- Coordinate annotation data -
* * * * * * *

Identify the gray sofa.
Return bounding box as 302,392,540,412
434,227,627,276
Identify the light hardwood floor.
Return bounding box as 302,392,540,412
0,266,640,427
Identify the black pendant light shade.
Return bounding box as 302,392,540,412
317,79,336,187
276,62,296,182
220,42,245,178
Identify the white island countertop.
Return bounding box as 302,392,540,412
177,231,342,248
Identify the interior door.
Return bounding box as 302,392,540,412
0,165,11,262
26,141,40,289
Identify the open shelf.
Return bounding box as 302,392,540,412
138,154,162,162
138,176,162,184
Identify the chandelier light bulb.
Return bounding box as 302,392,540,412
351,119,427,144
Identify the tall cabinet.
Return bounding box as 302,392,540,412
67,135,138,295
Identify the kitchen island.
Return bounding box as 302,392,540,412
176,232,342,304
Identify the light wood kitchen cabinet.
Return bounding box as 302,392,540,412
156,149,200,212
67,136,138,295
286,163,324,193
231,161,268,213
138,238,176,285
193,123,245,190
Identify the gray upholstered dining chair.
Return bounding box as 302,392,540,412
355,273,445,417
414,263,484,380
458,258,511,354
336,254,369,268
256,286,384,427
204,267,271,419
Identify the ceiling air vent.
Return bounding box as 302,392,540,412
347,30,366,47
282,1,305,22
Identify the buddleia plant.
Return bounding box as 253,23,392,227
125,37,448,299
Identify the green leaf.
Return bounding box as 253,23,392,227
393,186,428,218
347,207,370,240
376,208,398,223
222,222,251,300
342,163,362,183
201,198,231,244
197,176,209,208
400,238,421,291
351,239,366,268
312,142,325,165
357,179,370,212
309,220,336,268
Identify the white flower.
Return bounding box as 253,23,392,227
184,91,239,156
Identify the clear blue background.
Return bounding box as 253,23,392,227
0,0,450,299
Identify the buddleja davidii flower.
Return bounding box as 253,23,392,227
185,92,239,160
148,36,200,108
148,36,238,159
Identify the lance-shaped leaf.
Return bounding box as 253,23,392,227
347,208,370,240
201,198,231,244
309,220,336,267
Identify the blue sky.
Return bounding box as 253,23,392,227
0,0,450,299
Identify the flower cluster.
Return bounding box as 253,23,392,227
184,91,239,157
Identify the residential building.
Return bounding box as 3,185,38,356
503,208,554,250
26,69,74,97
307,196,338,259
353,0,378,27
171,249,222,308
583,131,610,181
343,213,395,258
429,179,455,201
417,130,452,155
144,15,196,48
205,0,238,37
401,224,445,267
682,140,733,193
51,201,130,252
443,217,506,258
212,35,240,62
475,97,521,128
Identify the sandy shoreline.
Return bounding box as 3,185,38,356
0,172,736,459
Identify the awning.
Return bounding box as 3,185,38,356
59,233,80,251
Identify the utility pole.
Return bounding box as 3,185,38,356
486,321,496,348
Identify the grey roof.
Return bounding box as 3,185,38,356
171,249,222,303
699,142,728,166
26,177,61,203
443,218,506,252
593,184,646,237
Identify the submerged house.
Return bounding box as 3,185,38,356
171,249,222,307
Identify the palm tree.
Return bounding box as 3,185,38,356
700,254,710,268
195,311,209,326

* * * * * * *

- WHAT TO WORK ON -
Begin at the line that has "Identify the sandy shoreline." and stop after the last line of the data. Write out every line again, requests included, and shift each answer coordinate by -95.

- FULL OUTPUT -
Identify the sandy shoreline.
Return bounding box as 3,185,38,356
-95,77,641,364
Identify the awning.
Return bounding box as 3,185,38,356
-36,138,-15,156
Identify the utility pole.
Return bounding box as 3,185,38,356
391,226,401,253
Identify the grey roof.
Return bounding box as 3,185,38,356
76,154,127,208
604,47,633,71
-69,82,-34,108
348,123,411,157
498,89,551,142
Identify the submerged house.
Return bounding box as 3,185,38,356
76,154,127,212
Identify the palm tree.
Return bounding box as 3,185,38,356
605,159,615,173
100,216,114,231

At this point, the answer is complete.